France | France, Conseil d'État, 9eme et 10eme sous-sections reunies, 26 mars 2003, 221849


Vu la requête sommaire et le mémoire complémentaire, enregistrés les 7 juin et 9 octobre 2000 au secrétariat du contentieux du Conseil d'Etat, présentés pour la SOCIETE LE TOUQUET SYNDICATE LIMITED, dont le domicile est en France est Manoir Hôtel, avenue du Golfe au Touquet (62520) ; la SOCIETE LE TOUQUET SYNDICATE LIMITED demande au Conseil d'Etat d'annuler un arrêt de la cour administrative d'appel de Douai du 6 avril 2000, en ce que la cour a rejeté les conclusions de sa requête aux fins de décharge du supplément d'impôt sur les sociétés auquel elle a été assujettie au tit

re de l'année 1988, et a remis à sa charge le complément de taxe ...

.....

CONSIGNES ÉCRITES
**1)** Reproduisez à l'identique le passage de l'extrait qui commence aux mots "Vu la requête" et s'arrête après les mots "de taxe ...".
**2)** D'après l'extrait, pourquoi la Société Le Touquet Syndicate Limited demande-t-elle au Conseil d'État d'annuler l'arrêt de la cour administrative d'appel de Douai ? Répondez en une à trois phrases.
Appuyez-vous uniquement sur l'extrait.

Extraits de données de cadres de délimitation
.....

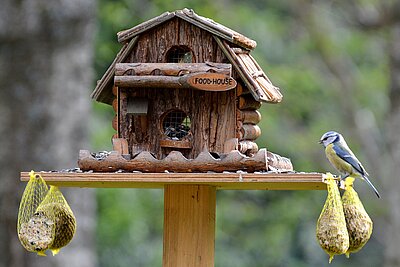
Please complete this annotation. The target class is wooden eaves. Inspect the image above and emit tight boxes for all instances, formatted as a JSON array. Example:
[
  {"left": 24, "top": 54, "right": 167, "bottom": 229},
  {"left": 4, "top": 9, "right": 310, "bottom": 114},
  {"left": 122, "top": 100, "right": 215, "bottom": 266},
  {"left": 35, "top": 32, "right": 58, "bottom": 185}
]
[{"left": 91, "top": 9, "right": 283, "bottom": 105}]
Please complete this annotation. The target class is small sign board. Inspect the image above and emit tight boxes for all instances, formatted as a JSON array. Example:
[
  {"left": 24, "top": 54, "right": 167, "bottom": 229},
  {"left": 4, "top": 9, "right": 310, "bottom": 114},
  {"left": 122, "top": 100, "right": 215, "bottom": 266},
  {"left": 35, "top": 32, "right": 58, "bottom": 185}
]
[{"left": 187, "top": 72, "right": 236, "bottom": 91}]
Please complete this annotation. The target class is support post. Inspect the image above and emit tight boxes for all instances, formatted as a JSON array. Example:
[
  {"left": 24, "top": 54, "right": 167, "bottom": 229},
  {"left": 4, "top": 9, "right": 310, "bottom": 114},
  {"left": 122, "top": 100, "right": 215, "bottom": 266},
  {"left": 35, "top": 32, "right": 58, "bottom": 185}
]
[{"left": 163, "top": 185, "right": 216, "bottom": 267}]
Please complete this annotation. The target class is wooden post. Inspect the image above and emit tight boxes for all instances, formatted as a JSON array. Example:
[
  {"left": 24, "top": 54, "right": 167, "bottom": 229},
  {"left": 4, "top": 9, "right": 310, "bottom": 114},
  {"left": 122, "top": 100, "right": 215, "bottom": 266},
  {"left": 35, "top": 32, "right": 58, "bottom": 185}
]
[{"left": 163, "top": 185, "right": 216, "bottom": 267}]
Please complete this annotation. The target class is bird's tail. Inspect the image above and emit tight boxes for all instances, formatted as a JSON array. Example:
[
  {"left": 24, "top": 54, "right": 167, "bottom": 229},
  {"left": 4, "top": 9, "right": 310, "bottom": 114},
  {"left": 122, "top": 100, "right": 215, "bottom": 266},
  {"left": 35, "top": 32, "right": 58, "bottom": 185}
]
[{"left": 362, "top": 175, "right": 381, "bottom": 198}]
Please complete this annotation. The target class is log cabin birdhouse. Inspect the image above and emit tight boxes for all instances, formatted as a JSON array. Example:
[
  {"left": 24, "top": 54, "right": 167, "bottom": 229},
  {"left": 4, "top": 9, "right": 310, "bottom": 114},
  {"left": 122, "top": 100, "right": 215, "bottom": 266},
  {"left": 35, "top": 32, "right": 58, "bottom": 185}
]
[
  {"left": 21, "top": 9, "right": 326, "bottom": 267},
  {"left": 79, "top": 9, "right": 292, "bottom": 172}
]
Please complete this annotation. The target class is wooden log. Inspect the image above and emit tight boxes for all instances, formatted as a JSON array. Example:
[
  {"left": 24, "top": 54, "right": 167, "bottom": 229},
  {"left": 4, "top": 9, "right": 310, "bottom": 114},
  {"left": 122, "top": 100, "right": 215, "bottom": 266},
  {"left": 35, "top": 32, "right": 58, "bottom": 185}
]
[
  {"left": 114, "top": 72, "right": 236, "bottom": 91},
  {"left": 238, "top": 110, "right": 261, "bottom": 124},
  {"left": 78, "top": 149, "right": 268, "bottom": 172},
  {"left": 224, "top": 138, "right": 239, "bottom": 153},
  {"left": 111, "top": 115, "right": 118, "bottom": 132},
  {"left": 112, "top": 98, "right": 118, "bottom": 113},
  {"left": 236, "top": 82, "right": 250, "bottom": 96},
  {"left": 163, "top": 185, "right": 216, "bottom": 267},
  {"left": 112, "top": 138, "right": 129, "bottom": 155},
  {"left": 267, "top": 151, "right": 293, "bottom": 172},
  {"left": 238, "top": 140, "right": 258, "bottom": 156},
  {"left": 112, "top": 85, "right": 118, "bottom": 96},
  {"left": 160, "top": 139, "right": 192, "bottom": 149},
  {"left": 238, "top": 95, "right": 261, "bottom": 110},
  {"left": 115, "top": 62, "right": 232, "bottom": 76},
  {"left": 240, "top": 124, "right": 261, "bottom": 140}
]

.....

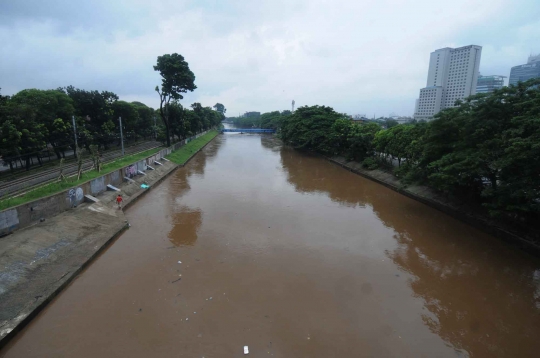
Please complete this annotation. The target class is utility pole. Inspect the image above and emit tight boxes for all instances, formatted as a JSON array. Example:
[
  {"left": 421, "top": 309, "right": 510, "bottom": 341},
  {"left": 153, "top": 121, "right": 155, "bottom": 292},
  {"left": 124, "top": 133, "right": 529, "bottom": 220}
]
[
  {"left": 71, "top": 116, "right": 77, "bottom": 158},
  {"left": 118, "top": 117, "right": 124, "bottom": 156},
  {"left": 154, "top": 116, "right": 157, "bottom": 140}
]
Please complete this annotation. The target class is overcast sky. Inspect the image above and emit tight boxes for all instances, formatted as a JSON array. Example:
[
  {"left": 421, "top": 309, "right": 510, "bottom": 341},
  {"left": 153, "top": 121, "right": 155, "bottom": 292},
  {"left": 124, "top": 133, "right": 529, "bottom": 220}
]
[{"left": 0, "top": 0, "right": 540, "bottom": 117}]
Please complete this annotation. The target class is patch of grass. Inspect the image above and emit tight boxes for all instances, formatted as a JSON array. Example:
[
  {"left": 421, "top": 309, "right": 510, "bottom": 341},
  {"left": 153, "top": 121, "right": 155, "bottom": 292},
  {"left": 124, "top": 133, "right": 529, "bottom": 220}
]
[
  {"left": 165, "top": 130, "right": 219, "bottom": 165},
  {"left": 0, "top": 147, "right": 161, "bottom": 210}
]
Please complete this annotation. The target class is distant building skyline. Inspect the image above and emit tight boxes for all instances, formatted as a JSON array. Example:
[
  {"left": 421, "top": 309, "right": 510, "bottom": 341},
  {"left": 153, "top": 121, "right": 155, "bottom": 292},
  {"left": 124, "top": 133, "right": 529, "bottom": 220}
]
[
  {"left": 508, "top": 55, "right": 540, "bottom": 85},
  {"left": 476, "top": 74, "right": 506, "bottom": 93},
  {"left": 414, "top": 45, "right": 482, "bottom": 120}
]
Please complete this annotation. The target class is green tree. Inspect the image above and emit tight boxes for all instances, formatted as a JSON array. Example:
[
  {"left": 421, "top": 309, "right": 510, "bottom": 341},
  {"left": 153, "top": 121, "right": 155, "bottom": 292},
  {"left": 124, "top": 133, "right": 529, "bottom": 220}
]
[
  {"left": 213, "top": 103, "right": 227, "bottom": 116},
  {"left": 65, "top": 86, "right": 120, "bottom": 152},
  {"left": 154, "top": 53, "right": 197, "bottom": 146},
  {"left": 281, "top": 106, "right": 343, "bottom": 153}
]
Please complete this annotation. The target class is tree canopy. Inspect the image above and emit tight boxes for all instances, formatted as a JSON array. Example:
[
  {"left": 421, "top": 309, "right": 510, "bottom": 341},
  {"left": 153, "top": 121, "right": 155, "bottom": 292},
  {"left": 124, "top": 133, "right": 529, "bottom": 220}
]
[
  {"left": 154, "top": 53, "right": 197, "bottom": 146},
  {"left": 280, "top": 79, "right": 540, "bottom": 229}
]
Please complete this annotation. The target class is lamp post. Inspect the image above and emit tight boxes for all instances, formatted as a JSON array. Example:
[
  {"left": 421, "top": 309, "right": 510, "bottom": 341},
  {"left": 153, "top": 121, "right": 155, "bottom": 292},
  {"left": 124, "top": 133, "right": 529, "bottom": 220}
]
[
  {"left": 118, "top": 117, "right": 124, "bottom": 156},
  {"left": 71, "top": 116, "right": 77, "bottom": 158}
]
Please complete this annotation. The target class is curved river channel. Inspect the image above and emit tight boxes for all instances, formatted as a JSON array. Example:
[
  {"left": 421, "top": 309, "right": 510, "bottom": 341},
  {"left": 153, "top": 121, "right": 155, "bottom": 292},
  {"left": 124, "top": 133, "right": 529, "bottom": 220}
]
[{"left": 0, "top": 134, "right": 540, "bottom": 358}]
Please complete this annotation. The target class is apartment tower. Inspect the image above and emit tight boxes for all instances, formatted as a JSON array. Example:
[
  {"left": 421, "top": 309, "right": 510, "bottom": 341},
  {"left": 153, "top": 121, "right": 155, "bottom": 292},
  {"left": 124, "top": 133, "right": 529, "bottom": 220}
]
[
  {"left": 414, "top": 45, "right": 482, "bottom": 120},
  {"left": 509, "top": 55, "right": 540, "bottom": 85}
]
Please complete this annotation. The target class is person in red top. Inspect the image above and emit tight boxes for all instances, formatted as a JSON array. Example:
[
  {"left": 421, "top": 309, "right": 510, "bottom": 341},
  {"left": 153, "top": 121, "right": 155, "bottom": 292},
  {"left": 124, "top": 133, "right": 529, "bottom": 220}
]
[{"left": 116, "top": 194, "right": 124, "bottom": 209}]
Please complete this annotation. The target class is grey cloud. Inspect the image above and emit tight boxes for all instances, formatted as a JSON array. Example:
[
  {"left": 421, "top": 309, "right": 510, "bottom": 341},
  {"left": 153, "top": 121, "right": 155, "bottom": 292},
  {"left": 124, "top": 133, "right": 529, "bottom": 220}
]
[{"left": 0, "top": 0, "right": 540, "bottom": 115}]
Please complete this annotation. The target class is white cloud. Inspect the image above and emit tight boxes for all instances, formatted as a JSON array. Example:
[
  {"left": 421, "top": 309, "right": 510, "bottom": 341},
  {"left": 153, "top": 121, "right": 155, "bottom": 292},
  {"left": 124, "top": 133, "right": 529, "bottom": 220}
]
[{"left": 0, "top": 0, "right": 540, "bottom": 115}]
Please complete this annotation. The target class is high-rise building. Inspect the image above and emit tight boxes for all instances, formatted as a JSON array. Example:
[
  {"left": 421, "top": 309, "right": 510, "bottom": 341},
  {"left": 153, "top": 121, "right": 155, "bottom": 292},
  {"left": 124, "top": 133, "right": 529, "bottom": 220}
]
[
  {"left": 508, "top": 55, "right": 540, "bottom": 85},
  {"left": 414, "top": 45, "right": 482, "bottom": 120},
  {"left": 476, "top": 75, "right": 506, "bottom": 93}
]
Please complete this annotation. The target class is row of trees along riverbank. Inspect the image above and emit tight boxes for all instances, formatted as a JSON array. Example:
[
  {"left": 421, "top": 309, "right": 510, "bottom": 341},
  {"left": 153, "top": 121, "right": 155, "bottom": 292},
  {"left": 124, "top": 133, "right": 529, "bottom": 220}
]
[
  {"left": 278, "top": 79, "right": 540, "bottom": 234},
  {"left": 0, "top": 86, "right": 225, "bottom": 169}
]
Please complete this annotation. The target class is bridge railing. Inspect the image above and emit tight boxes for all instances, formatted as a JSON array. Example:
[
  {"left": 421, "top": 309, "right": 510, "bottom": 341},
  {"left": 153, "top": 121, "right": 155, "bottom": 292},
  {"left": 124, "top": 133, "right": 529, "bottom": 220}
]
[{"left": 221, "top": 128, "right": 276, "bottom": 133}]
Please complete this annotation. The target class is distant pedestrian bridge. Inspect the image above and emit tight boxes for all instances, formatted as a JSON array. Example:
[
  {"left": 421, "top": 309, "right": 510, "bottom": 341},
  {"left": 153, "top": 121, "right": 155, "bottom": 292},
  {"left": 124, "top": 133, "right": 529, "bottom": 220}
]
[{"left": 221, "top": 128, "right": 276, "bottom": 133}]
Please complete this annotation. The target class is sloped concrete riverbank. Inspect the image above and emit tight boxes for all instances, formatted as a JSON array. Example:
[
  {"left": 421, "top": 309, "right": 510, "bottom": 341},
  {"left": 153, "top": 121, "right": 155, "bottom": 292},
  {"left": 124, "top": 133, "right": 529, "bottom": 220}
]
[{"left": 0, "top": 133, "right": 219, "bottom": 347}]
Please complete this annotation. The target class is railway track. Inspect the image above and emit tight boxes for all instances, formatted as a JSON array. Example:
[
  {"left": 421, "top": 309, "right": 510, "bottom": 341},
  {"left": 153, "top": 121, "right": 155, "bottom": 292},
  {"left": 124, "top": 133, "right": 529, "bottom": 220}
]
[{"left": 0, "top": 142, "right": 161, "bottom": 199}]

.....

LES RÉPONSES
**1)**
Vu la requête sommaire et le mémoire complémentaire, enregistrés les 7 juin et 9 octobre 2000 au secrétariat du contentieux du Conseil d'Etat, présentés pour la SOCIETE LE TOUQUET SYNDICATE LIMITED, dont le domicile est en France est Manoir Hôtel, avenue du Golfe au Touquet (62520) ; la SOCIETE LE TOUQUET SYNDICATE LIMITED demande au Conseil d'Etat d'annuler un arrêt de la cour administrative d'appel de Douai du 6 avril 2000, en ce que la cour a rejeté les conclusions de sa requête aux fins de décharge du supplément d'impôt sur les sociétés auquel elle a été assujettie au tit

re de l'année 1988, et a remis à sa charge le complément de taxe ...

**2)** Elle demande cette annulation parce que la cour a rejeté les conclusions de sa requête aux fins de décharge du supplément d'impôt sur les sociétés auquel elle a été assujettie au titre de l'année 1988. Elle la demande aussi parce que la cour a remis à sa charge le complément de taxe.